─── PAGE EXTRACT ───

Fiat Lux is out to lunch. After a two year run as Sky City's Thursday Night Cabaret, the gallery that wanted to rock `n' roll all night and open every other day has ended its residency on Hobson Street. Nestled between the City Mission and the Central Police Station, the Vanguard of the Avant-Garde could be found supping bourbon in the best lounge never to have featured in NZ Home & Garden, casually leaning against a deep blue wall or passed out, head down in a puddle of some art star's vomit in the back yard. After providing us with a constant stream of uncompromising art with attitude, and newsletters that were bad like Michael Jackson, Daniel Malone bombed the gallery and took Fiat Lux back to the curry house where it all began. The Lux is apparently returning soon, having found a new home under the bright lights of Karangahape Road, amongst its cafes, kebab shops and bad house discos.

─── SUPPLIED MATERIAL ───

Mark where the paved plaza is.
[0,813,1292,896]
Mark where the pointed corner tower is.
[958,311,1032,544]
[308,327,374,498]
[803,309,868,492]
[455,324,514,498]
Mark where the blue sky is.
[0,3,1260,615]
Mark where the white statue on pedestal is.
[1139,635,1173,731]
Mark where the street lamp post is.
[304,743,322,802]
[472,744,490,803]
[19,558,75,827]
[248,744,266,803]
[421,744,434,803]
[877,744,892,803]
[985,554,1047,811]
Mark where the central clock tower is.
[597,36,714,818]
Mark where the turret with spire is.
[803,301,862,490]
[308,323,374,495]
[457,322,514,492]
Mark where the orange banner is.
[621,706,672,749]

───

WRITTEN EXERCISE: Please continue the piece about the Fiat Lux gallery from where it stops.

WRITTEN REPLY:
Fellow members of the K.bab Road Art Club, Artspace, have been stepping up the pace recently. Despite a series of un-notable exhibitions, and a bad fascination with Chinese performance, Auckland has been treated to two movies, DJ Spooky, John Armleder, Sylvie Fleury, and a chicken in a cage. While we emerging artists are so often overshadowed by the jet-setting antics of the Toi Toi Toi generations (still battling to break free of our diapers while they get Continental), Artspace has continued its generous support of New Zealand's youth with another `stepping stone' show for recent art school graduates. Last years version, Come lacked any real cohesion (apart from it being a big bunch of girls) but this time round Only the Lonely hung together well, an edge of cynicism and armchair conceptualism flowing through the show, mixed with plenty of cos-it-looks-good aesthetics. These shows always seem to have a bad sense of deja vu about them though: shamelessly rehashing graduate shows or works which had turned up in other parts of town in the months leading up to the exhibitions. Looking at Andrew McLeod's work in a drunken stupor I became completely disorientated; for a while there I thought I was at an opening four weeks earlier across the road at Ivan Anthony, until I realised that it would be impossible for me to be drunk since Artspace so seldom supply free wine and I couldn't afford to buy any drinks from the record store next door. I had really liked McLeod's work when I first saw it -- a slapstick play with the guerrilla tactics of various avant-gardes -- but the joke wore thin when shown again so soon.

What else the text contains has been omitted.